Start of MATERIALS PROVIDED

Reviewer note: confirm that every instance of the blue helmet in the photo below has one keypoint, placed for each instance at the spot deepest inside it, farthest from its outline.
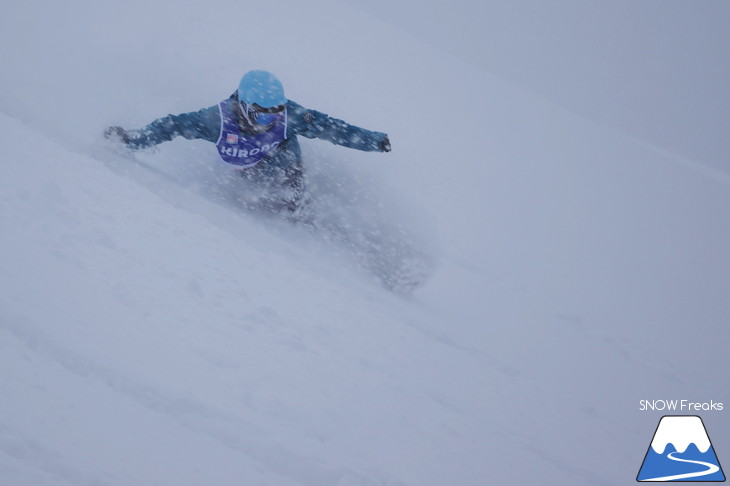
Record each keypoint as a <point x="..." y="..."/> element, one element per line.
<point x="261" y="88"/>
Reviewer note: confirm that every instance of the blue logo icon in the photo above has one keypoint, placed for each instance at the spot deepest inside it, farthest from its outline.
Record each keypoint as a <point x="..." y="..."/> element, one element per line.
<point x="681" y="451"/>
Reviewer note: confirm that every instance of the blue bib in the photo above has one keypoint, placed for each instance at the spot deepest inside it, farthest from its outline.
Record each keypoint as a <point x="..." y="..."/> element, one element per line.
<point x="247" y="150"/>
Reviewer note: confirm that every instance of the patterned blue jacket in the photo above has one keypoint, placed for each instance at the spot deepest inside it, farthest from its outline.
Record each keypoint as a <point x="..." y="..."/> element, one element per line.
<point x="206" y="124"/>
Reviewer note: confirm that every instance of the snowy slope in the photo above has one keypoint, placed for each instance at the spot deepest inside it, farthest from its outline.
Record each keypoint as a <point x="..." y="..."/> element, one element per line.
<point x="153" y="332"/>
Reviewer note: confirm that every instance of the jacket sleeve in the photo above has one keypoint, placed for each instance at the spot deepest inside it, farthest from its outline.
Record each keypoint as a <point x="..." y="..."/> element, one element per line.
<point x="203" y="124"/>
<point x="315" y="124"/>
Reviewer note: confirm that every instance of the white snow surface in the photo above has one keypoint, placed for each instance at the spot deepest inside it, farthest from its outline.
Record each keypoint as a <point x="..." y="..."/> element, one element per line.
<point x="153" y="331"/>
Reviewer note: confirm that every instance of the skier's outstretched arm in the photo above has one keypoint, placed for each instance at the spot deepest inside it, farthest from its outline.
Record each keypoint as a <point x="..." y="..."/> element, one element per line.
<point x="203" y="124"/>
<point x="315" y="124"/>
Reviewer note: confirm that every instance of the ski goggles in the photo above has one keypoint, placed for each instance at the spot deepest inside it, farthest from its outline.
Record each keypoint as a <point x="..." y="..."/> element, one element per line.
<point x="260" y="115"/>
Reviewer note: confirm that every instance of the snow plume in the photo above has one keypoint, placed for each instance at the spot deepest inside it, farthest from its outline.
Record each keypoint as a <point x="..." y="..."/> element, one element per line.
<point x="154" y="329"/>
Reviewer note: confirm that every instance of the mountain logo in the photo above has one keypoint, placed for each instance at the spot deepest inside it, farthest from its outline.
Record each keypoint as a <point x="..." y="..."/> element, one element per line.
<point x="681" y="451"/>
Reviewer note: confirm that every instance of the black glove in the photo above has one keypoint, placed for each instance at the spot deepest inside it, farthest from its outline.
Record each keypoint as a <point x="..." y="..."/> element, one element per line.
<point x="117" y="134"/>
<point x="385" y="144"/>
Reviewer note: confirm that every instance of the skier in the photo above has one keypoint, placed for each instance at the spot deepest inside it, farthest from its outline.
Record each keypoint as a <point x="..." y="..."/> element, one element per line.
<point x="255" y="129"/>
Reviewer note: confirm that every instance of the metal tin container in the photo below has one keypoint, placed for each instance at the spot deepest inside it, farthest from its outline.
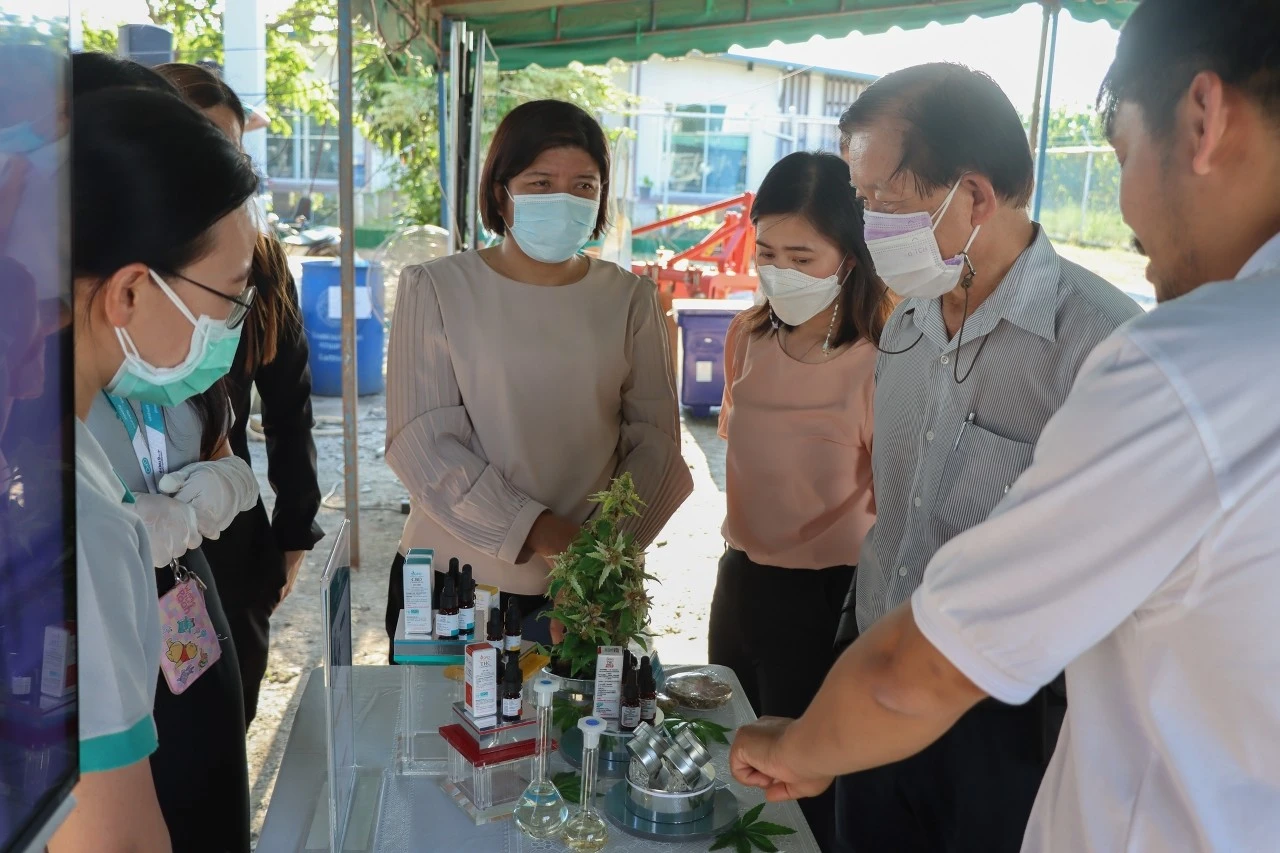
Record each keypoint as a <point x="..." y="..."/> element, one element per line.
<point x="684" y="807"/>
<point x="677" y="760"/>
<point x="647" y="752"/>
<point x="693" y="746"/>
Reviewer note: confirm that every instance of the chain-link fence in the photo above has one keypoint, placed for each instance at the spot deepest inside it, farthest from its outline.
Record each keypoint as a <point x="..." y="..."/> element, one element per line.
<point x="1082" y="196"/>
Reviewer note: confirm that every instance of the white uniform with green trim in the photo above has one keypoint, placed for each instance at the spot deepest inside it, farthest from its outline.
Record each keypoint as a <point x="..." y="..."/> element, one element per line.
<point x="118" y="624"/>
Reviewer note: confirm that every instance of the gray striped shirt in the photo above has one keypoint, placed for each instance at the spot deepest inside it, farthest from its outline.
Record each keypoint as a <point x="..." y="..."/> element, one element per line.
<point x="945" y="454"/>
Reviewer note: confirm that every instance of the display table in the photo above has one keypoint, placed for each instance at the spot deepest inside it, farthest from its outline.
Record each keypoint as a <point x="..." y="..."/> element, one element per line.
<point x="412" y="813"/>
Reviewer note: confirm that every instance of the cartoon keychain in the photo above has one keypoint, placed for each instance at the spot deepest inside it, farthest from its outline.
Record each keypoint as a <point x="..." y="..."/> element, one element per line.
<point x="191" y="643"/>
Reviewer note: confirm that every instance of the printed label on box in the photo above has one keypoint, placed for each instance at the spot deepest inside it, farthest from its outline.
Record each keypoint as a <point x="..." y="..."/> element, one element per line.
<point x="608" y="682"/>
<point x="481" y="680"/>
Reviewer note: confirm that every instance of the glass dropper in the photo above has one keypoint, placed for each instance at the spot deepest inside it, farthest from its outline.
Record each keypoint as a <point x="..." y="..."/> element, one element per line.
<point x="586" y="830"/>
<point x="542" y="811"/>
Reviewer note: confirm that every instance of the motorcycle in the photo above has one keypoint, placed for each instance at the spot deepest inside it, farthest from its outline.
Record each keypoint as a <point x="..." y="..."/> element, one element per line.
<point x="300" y="240"/>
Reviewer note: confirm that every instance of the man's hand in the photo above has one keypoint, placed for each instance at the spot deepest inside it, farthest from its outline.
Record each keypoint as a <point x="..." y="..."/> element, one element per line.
<point x="758" y="760"/>
<point x="293" y="561"/>
<point x="551" y="536"/>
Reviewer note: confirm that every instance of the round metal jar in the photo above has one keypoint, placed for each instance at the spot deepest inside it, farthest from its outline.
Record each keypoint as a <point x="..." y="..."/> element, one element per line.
<point x="663" y="807"/>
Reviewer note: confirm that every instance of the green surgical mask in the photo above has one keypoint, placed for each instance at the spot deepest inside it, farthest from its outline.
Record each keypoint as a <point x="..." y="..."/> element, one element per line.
<point x="209" y="359"/>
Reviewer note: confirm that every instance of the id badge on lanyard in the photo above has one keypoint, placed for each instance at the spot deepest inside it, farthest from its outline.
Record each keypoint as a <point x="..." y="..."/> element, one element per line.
<point x="191" y="644"/>
<point x="147" y="439"/>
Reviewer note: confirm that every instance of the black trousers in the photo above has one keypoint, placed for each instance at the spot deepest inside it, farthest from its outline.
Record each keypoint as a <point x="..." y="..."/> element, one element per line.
<point x="531" y="607"/>
<point x="775" y="628"/>
<point x="250" y="571"/>
<point x="969" y="792"/>
<point x="200" y="767"/>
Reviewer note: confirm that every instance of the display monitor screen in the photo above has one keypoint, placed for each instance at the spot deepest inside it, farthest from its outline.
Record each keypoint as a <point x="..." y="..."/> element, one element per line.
<point x="39" y="724"/>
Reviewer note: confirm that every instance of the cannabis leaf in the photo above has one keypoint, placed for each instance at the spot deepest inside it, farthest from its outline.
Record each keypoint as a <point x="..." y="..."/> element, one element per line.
<point x="707" y="730"/>
<point x="750" y="833"/>
<point x="565" y="714"/>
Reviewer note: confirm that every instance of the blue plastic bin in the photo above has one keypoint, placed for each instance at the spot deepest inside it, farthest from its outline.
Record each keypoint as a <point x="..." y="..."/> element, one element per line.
<point x="321" y="320"/>
<point x="703" y="327"/>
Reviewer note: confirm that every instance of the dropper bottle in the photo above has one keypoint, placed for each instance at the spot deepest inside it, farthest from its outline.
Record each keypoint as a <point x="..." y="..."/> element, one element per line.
<point x="466" y="605"/>
<point x="513" y="639"/>
<point x="648" y="692"/>
<point x="447" y="617"/>
<point x="586" y="830"/>
<point x="494" y="633"/>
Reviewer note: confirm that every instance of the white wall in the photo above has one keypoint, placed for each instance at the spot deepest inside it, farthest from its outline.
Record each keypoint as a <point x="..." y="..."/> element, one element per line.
<point x="704" y="81"/>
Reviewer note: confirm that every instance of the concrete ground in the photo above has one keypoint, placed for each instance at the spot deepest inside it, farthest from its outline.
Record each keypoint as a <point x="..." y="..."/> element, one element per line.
<point x="684" y="557"/>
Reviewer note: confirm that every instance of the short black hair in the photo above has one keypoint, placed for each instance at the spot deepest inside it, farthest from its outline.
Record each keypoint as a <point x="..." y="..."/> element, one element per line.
<point x="150" y="178"/>
<point x="522" y="136"/>
<point x="204" y="87"/>
<point x="92" y="71"/>
<point x="955" y="121"/>
<point x="1165" y="44"/>
<point x="816" y="186"/>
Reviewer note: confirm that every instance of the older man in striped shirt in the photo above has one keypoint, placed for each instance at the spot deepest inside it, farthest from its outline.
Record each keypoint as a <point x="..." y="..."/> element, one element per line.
<point x="982" y="350"/>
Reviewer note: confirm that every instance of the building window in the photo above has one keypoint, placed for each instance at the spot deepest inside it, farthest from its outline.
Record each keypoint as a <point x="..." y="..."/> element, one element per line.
<point x="309" y="154"/>
<point x="705" y="158"/>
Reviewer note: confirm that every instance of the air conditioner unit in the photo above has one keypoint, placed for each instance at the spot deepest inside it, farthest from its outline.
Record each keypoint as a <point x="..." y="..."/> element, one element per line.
<point x="146" y="44"/>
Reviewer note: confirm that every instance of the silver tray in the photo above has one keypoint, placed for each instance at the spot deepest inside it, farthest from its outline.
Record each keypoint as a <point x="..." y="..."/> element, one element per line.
<point x="723" y="813"/>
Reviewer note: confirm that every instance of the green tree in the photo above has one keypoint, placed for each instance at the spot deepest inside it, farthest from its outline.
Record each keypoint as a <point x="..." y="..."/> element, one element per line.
<point x="1082" y="183"/>
<point x="397" y="110"/>
<point x="292" y="37"/>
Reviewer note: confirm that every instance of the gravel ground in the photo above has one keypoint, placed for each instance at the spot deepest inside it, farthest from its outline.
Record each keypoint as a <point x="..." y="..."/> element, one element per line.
<point x="684" y="557"/>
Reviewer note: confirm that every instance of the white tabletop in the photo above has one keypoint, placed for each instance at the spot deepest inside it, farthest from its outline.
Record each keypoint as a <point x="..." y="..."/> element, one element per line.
<point x="414" y="813"/>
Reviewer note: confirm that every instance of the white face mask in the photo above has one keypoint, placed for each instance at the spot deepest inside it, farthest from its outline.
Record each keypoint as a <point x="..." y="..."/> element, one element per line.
<point x="794" y="296"/>
<point x="552" y="227"/>
<point x="906" y="252"/>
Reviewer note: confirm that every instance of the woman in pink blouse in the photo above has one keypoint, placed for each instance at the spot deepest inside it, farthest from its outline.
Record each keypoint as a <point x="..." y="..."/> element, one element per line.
<point x="799" y="379"/>
<point x="522" y="378"/>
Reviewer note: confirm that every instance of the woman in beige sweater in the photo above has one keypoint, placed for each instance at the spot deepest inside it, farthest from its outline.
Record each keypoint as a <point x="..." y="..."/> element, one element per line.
<point x="522" y="378"/>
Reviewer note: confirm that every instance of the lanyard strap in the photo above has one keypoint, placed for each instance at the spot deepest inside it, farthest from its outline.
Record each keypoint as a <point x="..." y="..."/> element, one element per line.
<point x="149" y="441"/>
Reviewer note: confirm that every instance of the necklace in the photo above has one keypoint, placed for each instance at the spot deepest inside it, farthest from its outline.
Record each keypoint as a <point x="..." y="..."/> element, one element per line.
<point x="831" y="328"/>
<point x="826" y="343"/>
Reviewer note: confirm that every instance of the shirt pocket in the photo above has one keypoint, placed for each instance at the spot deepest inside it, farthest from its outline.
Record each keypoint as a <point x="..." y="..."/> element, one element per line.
<point x="977" y="475"/>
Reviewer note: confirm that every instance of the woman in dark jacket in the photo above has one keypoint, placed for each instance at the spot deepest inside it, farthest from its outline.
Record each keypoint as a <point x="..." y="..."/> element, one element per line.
<point x="256" y="560"/>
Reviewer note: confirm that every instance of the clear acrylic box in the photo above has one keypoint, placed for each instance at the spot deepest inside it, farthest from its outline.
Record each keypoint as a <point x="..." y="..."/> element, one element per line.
<point x="426" y="697"/>
<point x="485" y="784"/>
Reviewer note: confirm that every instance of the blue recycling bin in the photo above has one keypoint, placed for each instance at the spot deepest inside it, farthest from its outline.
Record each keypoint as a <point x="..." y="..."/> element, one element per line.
<point x="321" y="320"/>
<point x="703" y="327"/>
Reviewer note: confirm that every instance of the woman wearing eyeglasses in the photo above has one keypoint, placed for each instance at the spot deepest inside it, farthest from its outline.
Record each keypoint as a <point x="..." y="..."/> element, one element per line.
<point x="160" y="259"/>
<point x="167" y="442"/>
<point x="256" y="560"/>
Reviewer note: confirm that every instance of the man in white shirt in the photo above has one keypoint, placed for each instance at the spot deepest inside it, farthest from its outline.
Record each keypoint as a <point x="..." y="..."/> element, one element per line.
<point x="1141" y="551"/>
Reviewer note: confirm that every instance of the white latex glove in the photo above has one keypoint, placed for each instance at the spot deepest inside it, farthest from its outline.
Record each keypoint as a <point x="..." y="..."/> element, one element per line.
<point x="170" y="525"/>
<point x="218" y="491"/>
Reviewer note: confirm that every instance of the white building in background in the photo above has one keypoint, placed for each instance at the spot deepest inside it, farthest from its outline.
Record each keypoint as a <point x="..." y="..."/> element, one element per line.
<point x="708" y="128"/>
<point x="306" y="160"/>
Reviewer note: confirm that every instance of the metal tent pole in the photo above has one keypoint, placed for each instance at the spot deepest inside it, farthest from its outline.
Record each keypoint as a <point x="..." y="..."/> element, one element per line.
<point x="347" y="251"/>
<point x="442" y="132"/>
<point x="1040" y="80"/>
<point x="1045" y="110"/>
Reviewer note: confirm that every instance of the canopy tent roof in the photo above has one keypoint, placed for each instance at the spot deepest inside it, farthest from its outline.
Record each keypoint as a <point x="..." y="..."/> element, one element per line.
<point x="554" y="33"/>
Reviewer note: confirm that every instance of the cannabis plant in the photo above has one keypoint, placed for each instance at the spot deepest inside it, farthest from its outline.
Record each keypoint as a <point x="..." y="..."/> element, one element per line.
<point x="598" y="584"/>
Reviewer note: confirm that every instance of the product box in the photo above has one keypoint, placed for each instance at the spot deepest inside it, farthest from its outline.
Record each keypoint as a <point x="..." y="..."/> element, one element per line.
<point x="498" y="733"/>
<point x="481" y="683"/>
<point x="419" y="578"/>
<point x="487" y="598"/>
<point x="608" y="682"/>
<point x="58" y="666"/>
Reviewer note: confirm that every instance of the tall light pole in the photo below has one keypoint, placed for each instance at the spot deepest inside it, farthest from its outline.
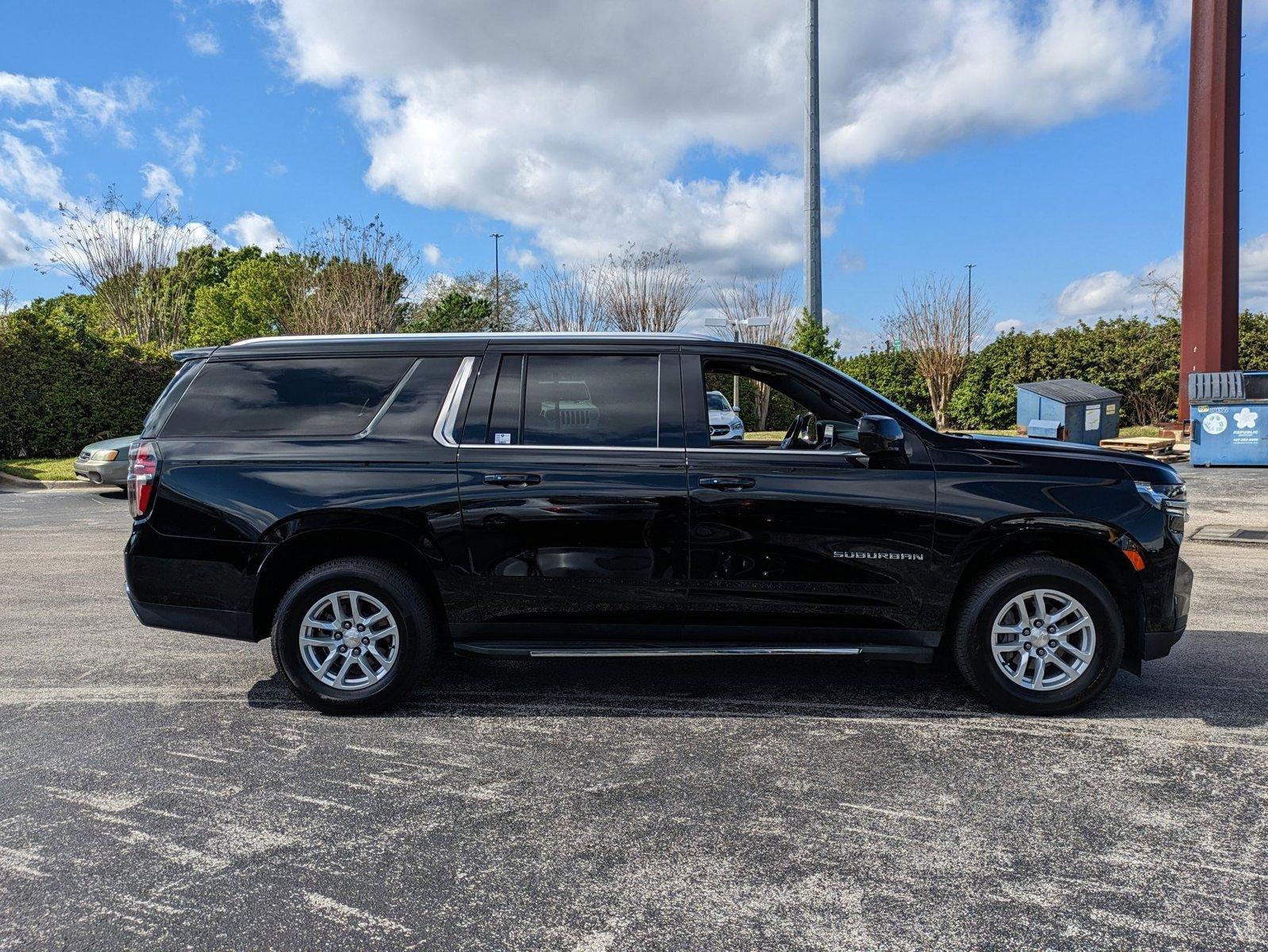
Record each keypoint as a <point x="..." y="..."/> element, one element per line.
<point x="970" y="292"/>
<point x="498" y="282"/>
<point x="813" y="293"/>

End of MATERIALS PROVIDED

**BRIEF**
Read through the entries and copy every line that includes "building".

**WRITTEN SOLUTION**
Reviewer note: confirm that every instance of the building window in the photo above has one keypoint, placed for each instance at the spot deepest inside it, farthest from its outline.
Reviewer note: confirm that every instance of the white building in background in the photo above has one keypoint, placed for each instance at the spot deepest inside it, farthest from its outline.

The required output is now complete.